== WHAT YOU WILL DO ==
From the records below, copy the lines that include "shrub".

== PROVIDED ENTRIES ==
-- Opening Marker --

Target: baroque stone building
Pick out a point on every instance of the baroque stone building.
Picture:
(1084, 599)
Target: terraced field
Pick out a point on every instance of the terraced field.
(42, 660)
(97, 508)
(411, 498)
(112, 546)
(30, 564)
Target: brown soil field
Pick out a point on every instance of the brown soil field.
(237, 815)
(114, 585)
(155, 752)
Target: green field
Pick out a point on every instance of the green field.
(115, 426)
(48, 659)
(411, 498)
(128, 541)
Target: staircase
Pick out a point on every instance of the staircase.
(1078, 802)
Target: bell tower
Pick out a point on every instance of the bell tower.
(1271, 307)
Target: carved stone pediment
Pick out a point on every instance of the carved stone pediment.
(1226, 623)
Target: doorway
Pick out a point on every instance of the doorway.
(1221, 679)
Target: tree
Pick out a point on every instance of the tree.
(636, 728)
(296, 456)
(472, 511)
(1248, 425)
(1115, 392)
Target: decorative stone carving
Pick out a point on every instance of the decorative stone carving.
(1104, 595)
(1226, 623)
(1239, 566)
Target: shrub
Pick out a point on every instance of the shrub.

-- Closing Marker --

== ANSWER AREA ==
Target: shrub
Pick out a point on every instance of the shrub.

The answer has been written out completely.